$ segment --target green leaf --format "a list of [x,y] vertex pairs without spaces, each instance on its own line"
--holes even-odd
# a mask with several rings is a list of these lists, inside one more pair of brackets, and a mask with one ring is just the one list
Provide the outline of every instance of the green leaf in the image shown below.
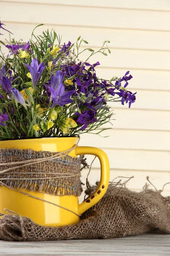
[[77,39],[77,42],[78,42],[78,41],[79,41],[79,40],[80,40],[80,39],[81,38],[81,35],[79,36],[79,37]]
[[32,82],[27,82],[26,83],[26,85],[28,87],[32,87]]
[[72,48],[72,47],[73,47],[74,45],[74,43],[72,44],[71,44],[71,45],[69,47],[69,48],[68,48],[68,51],[70,51],[70,50]]
[[103,55],[105,55],[105,56],[108,56],[107,54],[105,52],[103,52],[102,53],[103,54]]
[[[41,24],[39,24],[38,25],[36,26],[32,32],[31,36],[32,36],[32,35],[34,34],[34,31],[35,30],[35,29],[36,29],[39,26],[44,26],[44,24],[42,24],[42,23],[41,23]],[[32,36],[31,36],[31,39],[32,39]]]
[[79,114],[82,113],[82,112],[81,112],[80,109],[79,108],[78,106],[77,106],[77,112],[79,112]]
[[82,40],[83,41],[84,43],[85,43],[85,44],[88,44],[88,42],[86,41],[86,40],[84,40],[83,39],[82,39]]
[[69,78],[67,78],[67,79],[68,80],[73,80],[73,79],[74,79],[75,76],[75,75],[74,74],[74,75],[73,75],[73,76],[72,76],[71,77],[69,77]]
[[6,46],[6,44],[4,44],[4,43],[2,41],[1,41],[0,40],[0,43],[1,44],[3,44],[3,45],[5,45],[5,46]]
[[87,49],[88,50],[88,51],[90,51],[90,52],[94,52],[94,50],[91,48],[87,48]]
[[32,96],[32,95],[30,91],[26,88],[24,89],[25,92],[26,93],[26,95],[28,96],[30,100],[30,102],[31,102],[33,105],[34,105],[34,101],[33,97]]
[[110,50],[110,49],[109,48],[108,48],[108,46],[107,46],[107,47],[108,47],[108,52],[109,52],[109,53],[111,53]]

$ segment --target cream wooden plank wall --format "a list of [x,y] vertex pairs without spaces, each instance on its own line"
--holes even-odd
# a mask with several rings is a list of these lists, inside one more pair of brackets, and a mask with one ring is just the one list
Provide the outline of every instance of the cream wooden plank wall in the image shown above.
[[[110,40],[112,54],[96,55],[91,62],[100,62],[97,73],[106,79],[130,70],[133,78],[129,89],[137,91],[136,102],[130,109],[112,104],[116,120],[113,129],[103,134],[110,137],[85,134],[80,144],[106,151],[110,180],[134,175],[127,186],[136,190],[144,185],[147,176],[159,189],[170,182],[169,0],[0,0],[0,13],[7,29],[25,41],[40,23],[46,25],[37,29],[38,34],[53,28],[66,43],[81,35],[96,49],[104,40]],[[89,163],[92,159],[88,157]],[[82,174],[83,182],[86,173]],[[90,181],[94,183],[99,176],[96,160]],[[170,185],[164,194],[170,195]]]

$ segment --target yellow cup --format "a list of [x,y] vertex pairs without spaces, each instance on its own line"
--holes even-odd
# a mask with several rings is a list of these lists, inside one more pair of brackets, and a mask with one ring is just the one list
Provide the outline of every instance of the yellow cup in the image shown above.
[[[0,148],[30,149],[36,151],[62,152],[71,148],[77,143],[77,137],[50,137],[0,141]],[[90,198],[79,204],[78,197],[74,195],[54,195],[45,193],[18,190],[65,207],[77,215],[51,204],[32,198],[23,193],[0,186],[0,212],[6,214],[4,209],[30,218],[43,226],[65,226],[76,223],[86,210],[98,202],[105,195],[109,180],[109,163],[106,154],[93,147],[76,146],[69,155],[91,154],[96,156],[101,164],[101,178],[96,191]]]

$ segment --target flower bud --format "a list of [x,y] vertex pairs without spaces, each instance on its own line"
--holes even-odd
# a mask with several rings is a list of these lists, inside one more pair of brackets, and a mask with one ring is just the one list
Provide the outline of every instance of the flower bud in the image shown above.
[[26,52],[26,51],[22,51],[20,50],[20,54],[19,57],[20,58],[29,58],[30,56],[27,52]]
[[33,125],[33,127],[34,131],[39,131],[40,130],[41,130],[41,128],[38,125]]

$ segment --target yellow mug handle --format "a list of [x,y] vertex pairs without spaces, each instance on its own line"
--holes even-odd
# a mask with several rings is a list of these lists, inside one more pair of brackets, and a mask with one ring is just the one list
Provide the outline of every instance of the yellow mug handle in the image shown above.
[[81,215],[99,202],[106,192],[109,182],[109,162],[105,153],[97,148],[78,146],[75,148],[75,153],[77,155],[91,154],[96,156],[99,159],[101,165],[100,183],[96,192],[79,205],[78,213]]

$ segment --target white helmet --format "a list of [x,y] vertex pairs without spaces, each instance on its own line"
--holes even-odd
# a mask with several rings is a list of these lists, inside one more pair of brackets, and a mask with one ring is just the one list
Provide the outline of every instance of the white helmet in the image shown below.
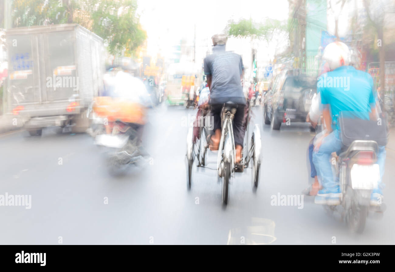
[[348,47],[340,41],[335,41],[327,45],[322,55],[322,60],[326,61],[331,70],[348,65],[350,59]]

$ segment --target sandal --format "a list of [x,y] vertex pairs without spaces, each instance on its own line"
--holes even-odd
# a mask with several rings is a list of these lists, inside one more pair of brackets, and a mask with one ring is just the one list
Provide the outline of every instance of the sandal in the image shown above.
[[244,164],[241,163],[235,164],[235,172],[242,173],[244,171]]

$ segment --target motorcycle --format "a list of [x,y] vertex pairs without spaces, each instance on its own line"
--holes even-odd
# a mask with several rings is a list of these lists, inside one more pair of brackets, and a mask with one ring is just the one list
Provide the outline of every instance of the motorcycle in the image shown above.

● ● ● ● ●

Copy every line of the records above verbatim, character for character. Leave out the pictures.

$ segment --target green leaf --format "a list of [x,y] vertex pairs without spaces, each instance on its own line"
--holes even-odd
# a mask with several rings is a list of these lists, inside one more pair of brackets, and a mask with one ring is just the one list
Provide the outline of every instance of the green leaf in the image shown below.
[[77,39],[77,42],[78,42],[78,41],[79,41],[79,40],[80,40],[80,39],[81,38],[81,35],[79,36],[79,37]]
[[32,82],[27,82],[26,83],[26,85],[28,87],[32,87]]
[[72,48],[72,47],[73,47],[74,45],[74,43],[72,44],[71,44],[71,45],[69,47],[69,48],[68,48],[68,51],[70,51],[70,50]]
[[103,55],[105,55],[105,56],[108,56],[107,54],[105,52],[103,52],[102,53],[103,54]]
[[[41,24],[39,24],[38,25],[36,26],[32,32],[31,36],[32,36],[32,35],[34,34],[34,31],[35,30],[35,29],[36,29],[39,26],[44,26],[44,24],[42,24],[42,23],[41,23]],[[32,36],[31,36],[31,39],[32,39]]]
[[79,114],[82,113],[82,112],[81,112],[80,109],[79,108],[78,106],[77,106],[77,112],[79,112]]
[[82,40],[83,41],[84,43],[85,43],[85,44],[88,44],[88,42],[86,41],[86,40],[84,40],[83,39],[82,39]]
[[69,78],[67,78],[67,79],[68,80],[73,80],[73,79],[74,79],[75,76],[75,75],[74,74],[74,75],[73,75],[73,76],[72,76],[71,77],[69,77]]
[[6,46],[6,44],[4,44],[4,43],[2,41],[1,41],[0,40],[0,43],[1,44],[3,44],[3,45],[5,45],[5,46]]
[[87,49],[88,50],[88,51],[90,51],[90,52],[94,52],[94,50],[91,48],[87,48]]
[[32,96],[32,95],[30,91],[26,88],[24,89],[25,92],[26,93],[26,95],[28,96],[30,100],[30,102],[31,102],[33,105],[34,105],[34,101],[33,97]]
[[110,50],[110,49],[109,48],[108,48],[108,46],[107,46],[107,47],[108,47],[108,52],[109,52],[109,53],[111,53]]

$ segment --target cream wooden plank wall --format "a list of [x,y] vertex pairs without spaces, each instance on its own line"
--holes even-odd
# a mask with several rings is a list of these lists, inside one more pair of brackets, and a mask with one ring is just the one list
Provide the outline of every instance of the cream wooden plank wall in the image shown above.
[[[110,40],[112,54],[96,55],[91,62],[100,62],[97,73],[106,79],[130,70],[133,78],[129,89],[137,91],[136,102],[130,109],[112,104],[116,120],[113,129],[103,134],[110,137],[85,134],[80,144],[106,151],[110,180],[134,175],[127,186],[136,190],[144,185],[147,176],[159,189],[170,182],[169,0],[0,0],[0,13],[7,29],[25,41],[40,23],[46,25],[37,29],[38,34],[53,28],[66,43],[81,35],[96,49],[104,40]],[[89,163],[92,159],[88,157]],[[82,174],[83,182],[86,173]],[[90,181],[94,183],[99,176],[96,160]],[[170,185],[164,194],[170,195]]]

$ segment --target yellow cup --format "a list of [x,y] vertex pairs without spaces, each instance on its own line"
--holes even-odd
# a mask with several rings is a list of these lists, inside one more pair of brackets, and a mask with one ring is just the one list
Provide the outline of every instance of the yellow cup in the image shown above.
[[[0,148],[30,149],[36,151],[62,152],[71,148],[77,143],[77,137],[50,137],[0,141]],[[90,198],[79,204],[78,197],[74,195],[54,195],[45,193],[18,190],[65,207],[77,215],[51,204],[32,198],[23,193],[0,186],[0,212],[6,214],[4,209],[30,218],[43,226],[65,226],[76,223],[86,210],[98,202],[105,195],[109,180],[109,163],[106,154],[93,147],[76,146],[69,155],[91,154],[96,156],[101,164],[101,178],[96,191]]]

$ segment --target flower bud --format "a list of [x,y] vertex pairs without spaces, each instance on its own line"
--holes even-odd
# a mask with several rings is a list of these lists, inside one more pair of brackets, and a mask with one ring is just the one list
Provide the outline of every instance of the flower bud in the image shown above.
[[26,52],[26,51],[22,51],[20,50],[20,54],[19,57],[20,58],[29,58],[30,56],[27,52]]
[[33,125],[33,127],[34,131],[39,131],[40,130],[41,130],[41,128],[38,125]]

$ segment --target yellow mug handle --format "a list of [x,y] vertex pairs without spaces, each instance on its own line"
--holes even-odd
# a mask with several rings is a list of these lists, inside one more pair of brackets, and a mask with one ring is just the one list
Provide the outline of every instance of the yellow mug handle in the image shown above.
[[81,215],[99,202],[106,192],[109,182],[109,162],[105,153],[97,148],[78,146],[75,148],[75,153],[77,155],[91,154],[96,156],[99,159],[101,165],[100,183],[96,192],[79,205],[78,213]]

$ segment --target white helmet --format "a list of [x,y] vertex pairs without spaces, each instance on its own line"
--holes even-odd
# a mask with several rings is a list of these lists, inside one more pair of brackets, and a mask with one ring is just the one list
Provide the outline of every instance of the white helmet in the image shown below.
[[348,47],[340,41],[335,41],[327,45],[322,55],[322,60],[326,61],[331,70],[348,65],[350,59]]

$ segment --target sandal --format "a list of [x,y] vertex pairs without spaces, each instance on its own line"
--holes even-odd
# a mask with several rings is a list of these lists, inside one more pair of brackets, and a mask with one ring is just the one list
Provide the outline of every instance of the sandal in the image shown above.
[[244,164],[241,163],[235,164],[235,172],[242,173],[244,171]]

$ segment --target motorcycle --format "a list of [x,y] vertex pairs without spaces, each instance on its own line"
--holes even-odd
# a mask with several rings is a list of these lists, inside one more pair of brackets, and a mask with one ring is just the one list
Provide the outline of every instance of the motorcycle in the image shown above.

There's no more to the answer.